WHAT YOU ARE ASKED TO DO: Given the records below, pull every line with the word "dark" into the answer.

RECORDS:
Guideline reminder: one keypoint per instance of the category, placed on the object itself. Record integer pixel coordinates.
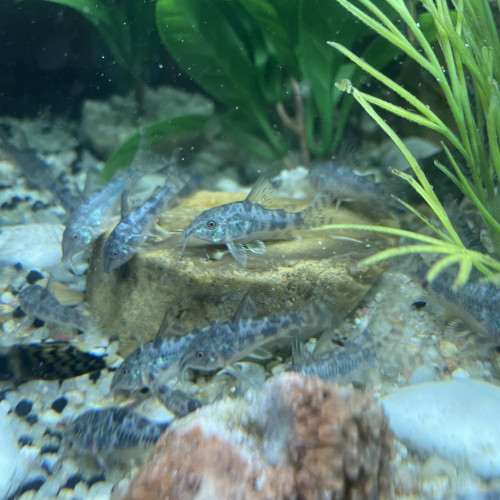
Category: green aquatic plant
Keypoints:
(267, 65)
(467, 71)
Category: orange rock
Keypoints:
(296, 438)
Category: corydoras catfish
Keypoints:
(223, 343)
(154, 362)
(342, 183)
(242, 225)
(46, 361)
(130, 234)
(104, 431)
(336, 364)
(38, 174)
(37, 302)
(477, 303)
(95, 215)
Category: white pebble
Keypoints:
(75, 398)
(9, 327)
(100, 491)
(458, 420)
(81, 490)
(50, 417)
(28, 495)
(422, 374)
(66, 493)
(460, 374)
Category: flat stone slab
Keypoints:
(317, 265)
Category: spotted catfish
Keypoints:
(223, 343)
(46, 361)
(335, 365)
(130, 234)
(96, 214)
(38, 302)
(102, 432)
(476, 303)
(154, 362)
(339, 180)
(242, 225)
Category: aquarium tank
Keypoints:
(249, 249)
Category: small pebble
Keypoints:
(49, 462)
(101, 489)
(9, 326)
(33, 277)
(66, 493)
(95, 376)
(38, 323)
(23, 408)
(422, 374)
(49, 448)
(27, 495)
(59, 404)
(460, 374)
(50, 417)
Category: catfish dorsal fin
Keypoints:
(261, 192)
(125, 207)
(246, 309)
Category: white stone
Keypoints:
(458, 420)
(13, 465)
(32, 245)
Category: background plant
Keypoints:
(264, 62)
(470, 48)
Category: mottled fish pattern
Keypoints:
(103, 431)
(223, 343)
(477, 303)
(46, 361)
(242, 225)
(39, 175)
(37, 302)
(331, 366)
(342, 183)
(157, 360)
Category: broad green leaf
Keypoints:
(177, 126)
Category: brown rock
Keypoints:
(296, 438)
(290, 274)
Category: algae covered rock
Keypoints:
(317, 265)
(298, 437)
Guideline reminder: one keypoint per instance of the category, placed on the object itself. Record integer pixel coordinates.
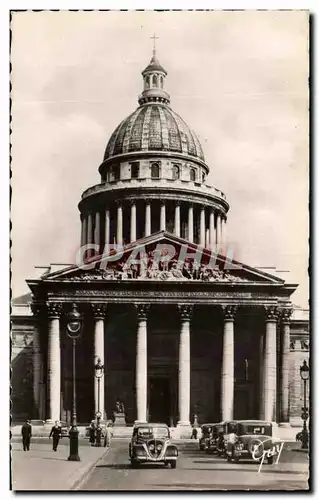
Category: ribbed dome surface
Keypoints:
(153, 127)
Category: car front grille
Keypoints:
(155, 447)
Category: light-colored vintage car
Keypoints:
(206, 430)
(151, 443)
(251, 439)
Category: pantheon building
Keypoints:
(181, 329)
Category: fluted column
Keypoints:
(99, 312)
(148, 218)
(269, 378)
(141, 363)
(90, 236)
(224, 232)
(202, 227)
(191, 224)
(212, 238)
(261, 375)
(119, 228)
(97, 232)
(54, 362)
(227, 389)
(284, 381)
(83, 230)
(184, 366)
(163, 216)
(133, 222)
(107, 227)
(218, 229)
(177, 223)
(36, 360)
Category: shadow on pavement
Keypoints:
(222, 487)
(128, 466)
(114, 466)
(264, 471)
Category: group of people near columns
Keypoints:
(26, 433)
(97, 433)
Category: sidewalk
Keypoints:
(42, 469)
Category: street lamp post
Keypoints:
(74, 327)
(98, 372)
(304, 374)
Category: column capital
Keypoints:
(185, 311)
(142, 310)
(229, 312)
(99, 310)
(54, 309)
(37, 309)
(285, 315)
(271, 313)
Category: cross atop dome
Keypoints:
(154, 38)
(153, 77)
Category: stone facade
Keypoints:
(177, 337)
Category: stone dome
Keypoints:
(153, 127)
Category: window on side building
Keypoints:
(192, 174)
(155, 171)
(135, 170)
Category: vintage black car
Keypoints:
(206, 430)
(151, 443)
(215, 443)
(249, 439)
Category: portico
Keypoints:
(198, 342)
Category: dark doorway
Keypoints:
(242, 403)
(159, 400)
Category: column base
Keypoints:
(50, 421)
(183, 430)
(119, 419)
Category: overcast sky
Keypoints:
(239, 79)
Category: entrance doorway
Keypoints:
(159, 400)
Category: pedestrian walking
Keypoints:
(92, 432)
(194, 433)
(98, 435)
(26, 432)
(108, 434)
(56, 433)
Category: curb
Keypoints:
(81, 480)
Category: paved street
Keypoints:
(45, 470)
(197, 471)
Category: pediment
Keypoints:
(163, 257)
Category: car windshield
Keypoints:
(206, 430)
(255, 429)
(152, 432)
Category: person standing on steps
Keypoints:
(26, 432)
(108, 434)
(56, 433)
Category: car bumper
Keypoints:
(154, 460)
(241, 454)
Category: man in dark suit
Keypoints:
(56, 433)
(26, 432)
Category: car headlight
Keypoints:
(139, 452)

TASK OUTPUT:
Category: dark doorway
Category: man in dark suit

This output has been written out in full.